§ Objectif annoncé
D'après l'extrait affiché, combien d'heures par jour Francis Lemarque travaillait-il à l'usine ?

§ Extrait affiché
Le futur Francis Lemarque travaille dans une usine de robinets de Butagaz, rue Beautreillis (4ème), de 700 ouvriers, en 1929. Il a 11 ans et demi. « J’étais métallurgiste, et je faisais 10 heures par jour, six jours par semaine », et ce jusqu’au Front populaire, qui signifia d’abord pour lui « la semaine des 2 dimanches ».
[Un square Francis Lemarque a été inauguré le 24 oct. 2006 au 90 rue de la Roquette (coin Ch. Dallery)].

§ Liste des lignes
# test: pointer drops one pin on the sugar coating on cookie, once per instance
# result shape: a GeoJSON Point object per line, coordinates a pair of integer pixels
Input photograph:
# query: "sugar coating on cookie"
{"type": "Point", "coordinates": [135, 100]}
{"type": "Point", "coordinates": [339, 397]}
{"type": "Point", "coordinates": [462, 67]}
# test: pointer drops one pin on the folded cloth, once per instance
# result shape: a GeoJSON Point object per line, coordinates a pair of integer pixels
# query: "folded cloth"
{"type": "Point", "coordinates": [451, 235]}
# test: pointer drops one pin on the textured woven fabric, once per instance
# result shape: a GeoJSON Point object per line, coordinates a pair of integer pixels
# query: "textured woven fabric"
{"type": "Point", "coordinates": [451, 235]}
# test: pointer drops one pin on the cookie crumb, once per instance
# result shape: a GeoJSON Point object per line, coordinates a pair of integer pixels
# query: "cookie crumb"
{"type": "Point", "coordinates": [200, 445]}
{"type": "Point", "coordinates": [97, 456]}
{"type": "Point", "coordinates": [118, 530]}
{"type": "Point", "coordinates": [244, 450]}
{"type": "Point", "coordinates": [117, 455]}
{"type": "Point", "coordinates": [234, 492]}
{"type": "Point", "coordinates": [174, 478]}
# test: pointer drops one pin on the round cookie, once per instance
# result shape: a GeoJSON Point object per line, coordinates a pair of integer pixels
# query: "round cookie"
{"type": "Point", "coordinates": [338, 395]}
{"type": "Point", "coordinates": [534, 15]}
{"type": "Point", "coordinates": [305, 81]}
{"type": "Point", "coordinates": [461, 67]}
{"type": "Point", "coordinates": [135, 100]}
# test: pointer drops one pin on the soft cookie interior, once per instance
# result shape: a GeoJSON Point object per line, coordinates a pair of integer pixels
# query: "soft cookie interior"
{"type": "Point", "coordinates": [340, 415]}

§ Réponse à l'exercice
Il travaillait 10 heures par jour.